§ **Given exercise**
Copy out each line in the entries below that contains the word "blue". Match case exactly.

§ **Records for this exercise**
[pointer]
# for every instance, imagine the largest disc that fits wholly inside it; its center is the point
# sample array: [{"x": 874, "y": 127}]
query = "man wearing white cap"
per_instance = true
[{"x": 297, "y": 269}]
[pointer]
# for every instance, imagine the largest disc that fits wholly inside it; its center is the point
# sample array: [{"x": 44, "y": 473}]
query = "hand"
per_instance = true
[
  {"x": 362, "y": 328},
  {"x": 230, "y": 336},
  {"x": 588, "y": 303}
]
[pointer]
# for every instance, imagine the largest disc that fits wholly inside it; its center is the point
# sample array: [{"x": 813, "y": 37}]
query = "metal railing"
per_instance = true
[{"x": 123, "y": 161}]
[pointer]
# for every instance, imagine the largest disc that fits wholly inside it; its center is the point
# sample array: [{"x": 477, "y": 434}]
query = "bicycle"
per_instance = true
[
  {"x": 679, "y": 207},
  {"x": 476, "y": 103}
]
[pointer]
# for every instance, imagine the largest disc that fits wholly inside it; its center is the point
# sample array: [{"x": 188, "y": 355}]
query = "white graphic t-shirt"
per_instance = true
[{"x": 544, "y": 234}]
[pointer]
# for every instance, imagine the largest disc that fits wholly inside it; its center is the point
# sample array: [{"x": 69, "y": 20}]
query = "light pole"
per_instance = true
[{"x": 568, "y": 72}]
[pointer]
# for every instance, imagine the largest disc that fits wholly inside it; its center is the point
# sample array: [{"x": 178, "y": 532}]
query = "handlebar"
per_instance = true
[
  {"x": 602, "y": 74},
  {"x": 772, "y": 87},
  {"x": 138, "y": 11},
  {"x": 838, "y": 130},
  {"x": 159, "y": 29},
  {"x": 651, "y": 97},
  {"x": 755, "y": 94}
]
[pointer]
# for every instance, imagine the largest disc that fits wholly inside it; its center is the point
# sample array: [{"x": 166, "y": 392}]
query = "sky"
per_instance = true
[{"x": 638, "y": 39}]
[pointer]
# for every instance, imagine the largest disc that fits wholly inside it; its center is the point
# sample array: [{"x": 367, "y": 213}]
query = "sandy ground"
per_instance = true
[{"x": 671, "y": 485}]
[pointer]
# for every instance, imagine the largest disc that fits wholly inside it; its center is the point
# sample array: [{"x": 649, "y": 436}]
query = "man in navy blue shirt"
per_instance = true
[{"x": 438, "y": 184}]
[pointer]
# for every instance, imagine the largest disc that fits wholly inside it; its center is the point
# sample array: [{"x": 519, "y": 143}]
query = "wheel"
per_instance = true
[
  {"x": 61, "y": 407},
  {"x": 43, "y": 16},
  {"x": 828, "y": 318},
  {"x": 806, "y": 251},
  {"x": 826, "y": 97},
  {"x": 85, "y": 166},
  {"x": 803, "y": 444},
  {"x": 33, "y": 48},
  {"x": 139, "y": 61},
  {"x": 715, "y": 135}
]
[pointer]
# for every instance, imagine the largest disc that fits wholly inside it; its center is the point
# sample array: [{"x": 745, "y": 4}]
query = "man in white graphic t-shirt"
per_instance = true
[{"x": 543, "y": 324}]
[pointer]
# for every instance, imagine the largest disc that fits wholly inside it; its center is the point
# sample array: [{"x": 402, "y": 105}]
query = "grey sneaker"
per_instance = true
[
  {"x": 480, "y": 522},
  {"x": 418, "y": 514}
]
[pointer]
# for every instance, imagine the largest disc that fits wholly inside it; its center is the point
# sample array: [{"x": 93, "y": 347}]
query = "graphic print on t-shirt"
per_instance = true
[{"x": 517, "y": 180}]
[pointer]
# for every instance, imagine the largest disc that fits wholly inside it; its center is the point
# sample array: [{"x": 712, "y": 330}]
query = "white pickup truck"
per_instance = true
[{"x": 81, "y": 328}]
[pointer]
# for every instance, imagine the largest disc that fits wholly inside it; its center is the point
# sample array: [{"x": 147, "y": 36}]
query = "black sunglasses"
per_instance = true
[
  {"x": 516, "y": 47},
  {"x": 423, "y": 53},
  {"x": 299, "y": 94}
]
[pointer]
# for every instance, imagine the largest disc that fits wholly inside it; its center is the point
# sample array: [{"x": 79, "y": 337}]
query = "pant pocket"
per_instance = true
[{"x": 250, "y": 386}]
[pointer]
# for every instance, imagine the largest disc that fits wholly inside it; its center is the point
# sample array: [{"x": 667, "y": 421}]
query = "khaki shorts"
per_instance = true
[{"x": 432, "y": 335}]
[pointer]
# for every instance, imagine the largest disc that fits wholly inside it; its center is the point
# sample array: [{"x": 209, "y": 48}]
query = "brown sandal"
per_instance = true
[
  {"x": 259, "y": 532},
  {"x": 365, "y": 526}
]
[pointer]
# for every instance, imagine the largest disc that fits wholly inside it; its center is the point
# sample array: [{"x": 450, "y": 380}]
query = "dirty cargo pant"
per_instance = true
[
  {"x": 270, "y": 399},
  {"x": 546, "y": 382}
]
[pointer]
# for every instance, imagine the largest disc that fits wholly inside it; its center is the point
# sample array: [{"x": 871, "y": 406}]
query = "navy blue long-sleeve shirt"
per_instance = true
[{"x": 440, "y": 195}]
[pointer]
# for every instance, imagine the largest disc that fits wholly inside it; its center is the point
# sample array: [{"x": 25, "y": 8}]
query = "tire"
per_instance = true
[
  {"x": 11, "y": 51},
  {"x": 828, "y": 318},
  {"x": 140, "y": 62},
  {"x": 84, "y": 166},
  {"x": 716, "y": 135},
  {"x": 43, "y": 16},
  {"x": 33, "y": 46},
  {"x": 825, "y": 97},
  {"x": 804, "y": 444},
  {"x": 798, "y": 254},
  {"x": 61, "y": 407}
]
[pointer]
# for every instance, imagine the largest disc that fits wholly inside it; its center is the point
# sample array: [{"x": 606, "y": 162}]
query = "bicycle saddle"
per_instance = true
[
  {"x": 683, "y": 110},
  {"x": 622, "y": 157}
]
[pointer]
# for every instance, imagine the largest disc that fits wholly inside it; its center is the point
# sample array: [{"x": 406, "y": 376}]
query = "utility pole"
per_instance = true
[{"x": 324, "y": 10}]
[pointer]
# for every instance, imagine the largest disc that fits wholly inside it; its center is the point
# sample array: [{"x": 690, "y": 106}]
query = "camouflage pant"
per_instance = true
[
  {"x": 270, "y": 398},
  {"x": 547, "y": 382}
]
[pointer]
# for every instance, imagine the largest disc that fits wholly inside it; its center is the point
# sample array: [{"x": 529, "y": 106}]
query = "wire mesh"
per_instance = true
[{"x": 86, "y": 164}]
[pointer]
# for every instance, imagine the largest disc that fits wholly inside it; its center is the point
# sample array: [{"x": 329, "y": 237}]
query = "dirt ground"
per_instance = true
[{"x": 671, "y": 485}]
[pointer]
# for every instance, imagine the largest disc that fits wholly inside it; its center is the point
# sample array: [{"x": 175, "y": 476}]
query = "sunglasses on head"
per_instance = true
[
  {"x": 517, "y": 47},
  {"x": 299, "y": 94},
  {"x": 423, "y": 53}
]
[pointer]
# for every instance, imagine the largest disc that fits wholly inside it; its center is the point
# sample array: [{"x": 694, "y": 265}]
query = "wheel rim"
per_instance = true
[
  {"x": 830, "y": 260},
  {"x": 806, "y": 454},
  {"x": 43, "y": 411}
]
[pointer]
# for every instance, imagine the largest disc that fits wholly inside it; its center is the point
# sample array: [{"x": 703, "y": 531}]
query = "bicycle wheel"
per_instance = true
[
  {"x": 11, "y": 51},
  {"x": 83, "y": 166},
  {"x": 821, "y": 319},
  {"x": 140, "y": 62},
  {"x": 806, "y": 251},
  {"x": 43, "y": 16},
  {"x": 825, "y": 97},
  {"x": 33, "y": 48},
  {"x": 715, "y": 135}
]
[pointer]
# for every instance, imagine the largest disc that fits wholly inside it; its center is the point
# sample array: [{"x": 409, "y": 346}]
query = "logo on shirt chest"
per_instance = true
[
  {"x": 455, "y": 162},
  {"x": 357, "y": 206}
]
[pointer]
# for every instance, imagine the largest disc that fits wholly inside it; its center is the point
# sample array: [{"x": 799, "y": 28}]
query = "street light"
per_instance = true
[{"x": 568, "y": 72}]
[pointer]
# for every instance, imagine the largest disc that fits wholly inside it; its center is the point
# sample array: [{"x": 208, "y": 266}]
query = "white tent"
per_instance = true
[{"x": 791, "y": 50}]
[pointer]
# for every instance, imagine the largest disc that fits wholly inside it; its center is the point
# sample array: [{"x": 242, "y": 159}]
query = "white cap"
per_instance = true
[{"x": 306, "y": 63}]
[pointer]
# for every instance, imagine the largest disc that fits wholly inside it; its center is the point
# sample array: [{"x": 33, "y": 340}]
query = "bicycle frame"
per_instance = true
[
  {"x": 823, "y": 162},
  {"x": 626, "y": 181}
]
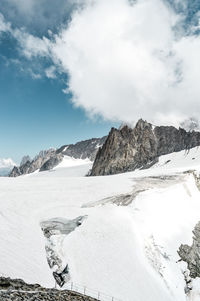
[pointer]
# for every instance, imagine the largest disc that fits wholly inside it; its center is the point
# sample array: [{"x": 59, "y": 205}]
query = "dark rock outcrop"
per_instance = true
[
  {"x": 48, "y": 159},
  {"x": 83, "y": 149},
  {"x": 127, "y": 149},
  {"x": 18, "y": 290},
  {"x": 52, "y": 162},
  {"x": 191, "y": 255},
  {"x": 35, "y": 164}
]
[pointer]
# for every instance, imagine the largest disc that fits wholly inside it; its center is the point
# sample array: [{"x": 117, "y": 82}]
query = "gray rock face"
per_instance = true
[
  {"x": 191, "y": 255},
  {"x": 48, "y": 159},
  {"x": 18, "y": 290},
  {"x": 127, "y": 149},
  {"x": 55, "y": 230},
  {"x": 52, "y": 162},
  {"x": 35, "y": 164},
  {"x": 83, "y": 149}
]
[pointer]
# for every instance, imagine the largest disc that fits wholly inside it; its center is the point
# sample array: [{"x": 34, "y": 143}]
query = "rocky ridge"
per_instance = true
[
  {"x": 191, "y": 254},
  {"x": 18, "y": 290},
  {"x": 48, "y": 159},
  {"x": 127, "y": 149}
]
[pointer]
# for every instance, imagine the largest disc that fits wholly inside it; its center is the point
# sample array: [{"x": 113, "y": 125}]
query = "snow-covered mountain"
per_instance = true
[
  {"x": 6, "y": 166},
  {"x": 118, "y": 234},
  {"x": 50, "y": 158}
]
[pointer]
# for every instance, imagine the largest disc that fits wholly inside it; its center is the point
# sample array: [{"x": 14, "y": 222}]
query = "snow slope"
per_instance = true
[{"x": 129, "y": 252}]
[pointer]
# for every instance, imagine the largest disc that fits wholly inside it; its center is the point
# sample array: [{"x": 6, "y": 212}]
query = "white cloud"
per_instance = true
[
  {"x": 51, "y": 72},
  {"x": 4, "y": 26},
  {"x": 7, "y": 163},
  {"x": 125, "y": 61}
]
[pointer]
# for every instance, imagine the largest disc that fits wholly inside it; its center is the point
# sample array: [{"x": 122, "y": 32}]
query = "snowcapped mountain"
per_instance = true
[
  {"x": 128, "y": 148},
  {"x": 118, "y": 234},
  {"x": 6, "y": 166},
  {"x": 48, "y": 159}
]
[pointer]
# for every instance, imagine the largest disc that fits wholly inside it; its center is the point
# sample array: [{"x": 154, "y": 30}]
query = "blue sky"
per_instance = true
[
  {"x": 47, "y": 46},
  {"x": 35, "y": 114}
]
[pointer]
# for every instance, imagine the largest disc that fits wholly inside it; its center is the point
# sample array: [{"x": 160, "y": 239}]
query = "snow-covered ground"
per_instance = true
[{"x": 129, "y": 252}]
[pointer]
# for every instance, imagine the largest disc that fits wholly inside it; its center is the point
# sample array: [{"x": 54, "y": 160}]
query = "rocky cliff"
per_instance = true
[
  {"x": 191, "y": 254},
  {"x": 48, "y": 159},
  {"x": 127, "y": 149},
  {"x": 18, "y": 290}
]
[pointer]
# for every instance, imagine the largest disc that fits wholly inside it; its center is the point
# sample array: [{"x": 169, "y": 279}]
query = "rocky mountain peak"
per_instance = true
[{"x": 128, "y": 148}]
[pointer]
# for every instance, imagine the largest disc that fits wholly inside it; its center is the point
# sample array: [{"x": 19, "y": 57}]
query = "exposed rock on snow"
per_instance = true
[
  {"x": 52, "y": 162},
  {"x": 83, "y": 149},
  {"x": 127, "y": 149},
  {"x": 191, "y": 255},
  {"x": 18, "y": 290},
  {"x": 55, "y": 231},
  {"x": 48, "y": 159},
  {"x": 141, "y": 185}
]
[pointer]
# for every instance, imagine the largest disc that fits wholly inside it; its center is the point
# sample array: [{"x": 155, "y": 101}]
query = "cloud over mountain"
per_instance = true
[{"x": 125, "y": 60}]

§ **The completed task**
query = "man in navy blue shirt"
query = "navy blue long-sleeve shirt"
query = "blue sky"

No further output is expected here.